Hi everyone,
We are dealing with a very large Motus database (.motus file size is more than 3Go), which takes several hours to convert to a dataframe with R. We are interested to keep a high level of definition of detection in relation to time.
As anybody developed any ideas to accelerate the extraction with that kind of dB, excepted applying severe filter on the ts variable?
We wonder if some of you have had to work with parallel processing yet, and if so, could give us advices or R codes to speed up the extraction of data.
More precisely, we would like to know if it is possible to parallelized this code from the Motus R Book and how to do it?
sql.motus <- tagme(proj.num, update = TRUE, dir = "./data/")

Directions ▸
1. Print the Motus database post between "As anybody developed" and "how to do it?", inclusive.
2. Answer these questions about the Motus database post:
(a) What size is the .motus file?
(b) How long does converting it to a dataframe with R take?
(c) From what source is the code the writers want to parallelize?
3. Go on with the Motus database post from its final line.

Material ▸
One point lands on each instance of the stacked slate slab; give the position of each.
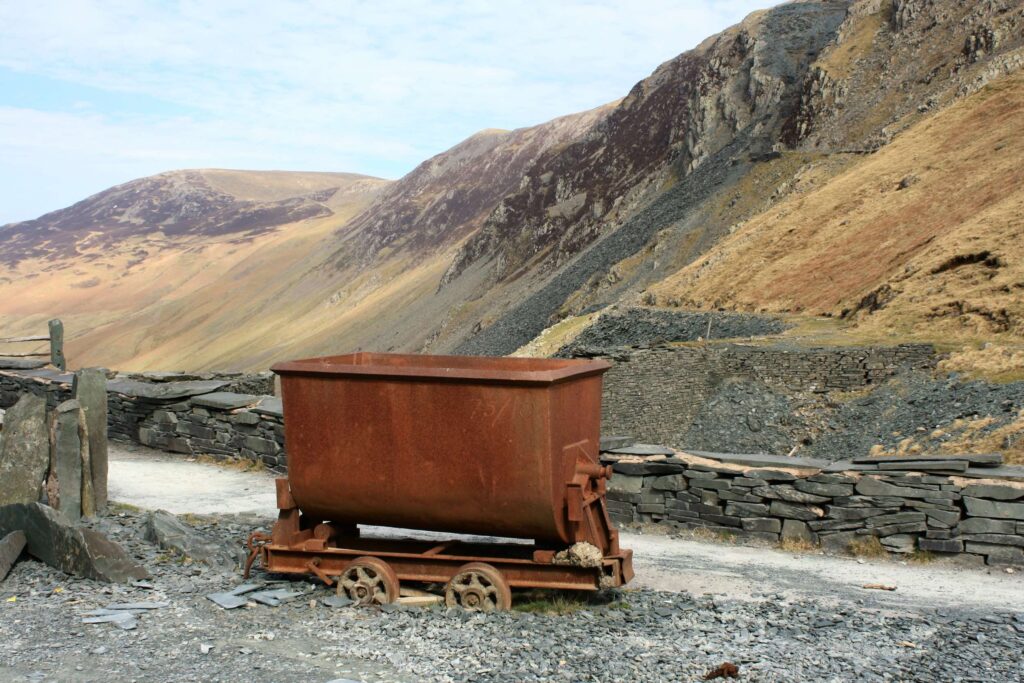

Final answers ▸
1.
As anybody developed any ideas to accelerate the extraction with that kind of dB, excepted applying severe filter on the ts variable?
We wonder if some of you have had to work with parallel processing yet, and if so, could give us advices or R codes to speed up the extraction of data.
More precisely, we would like to know if it is possible to parallelized this code from the Motus R Book and how to do it?

2.
(a) More than 3Go.
(b) Several hours.
(c) The Motus R Book.

3.
tbl.alltags <- tbl(sql.motus, "alltags")
df.alltags <- tbl.alltags %>%
mutate(recvLat = if_else((is.na(gpsLat)|gpsLat == 0),
recvDeployLat, gpsLat),
recvLon = if_else((is.na(gpsLon)|gpsLon == 0),
recvDeployLon, gpsLon),
recvAlt = if_else(is.na(gpsAlt), recvDeployAlt, gpsAlt)) %>%
select(-noise, -slop, -burstSlop, -done, -bootnum, -mfgID,
-codeSet, -mfg, -nomFreq, -markerNumber, -markerType,
-tagDeployComments, -fullID, -deviceID, -recvDeployLat,
-recvDeployLon, -recvDeployAlt, -speciesGroup, -gpsLat,
-gpsLon, - recvAlt, - recvSiteName) %>%
collect() %>%
as.data.frame() %>%
mutate(ts = as_datetime(ts), # work with dates AFTER transforming to flat file
tagDeployStart = as_datetime(tagDeployStart),
tagDeployEnd = as_datetime(tagDeployEnd),
recvLat = plyr::round_any(recvLat, 0.05),
recvLon = plyr::round_any(recvLon, 0.05),
recvDeployName = if_else(is.na(recvDeployName),
paste(recvLat, recvLon, sep=":"),
recvDeployName))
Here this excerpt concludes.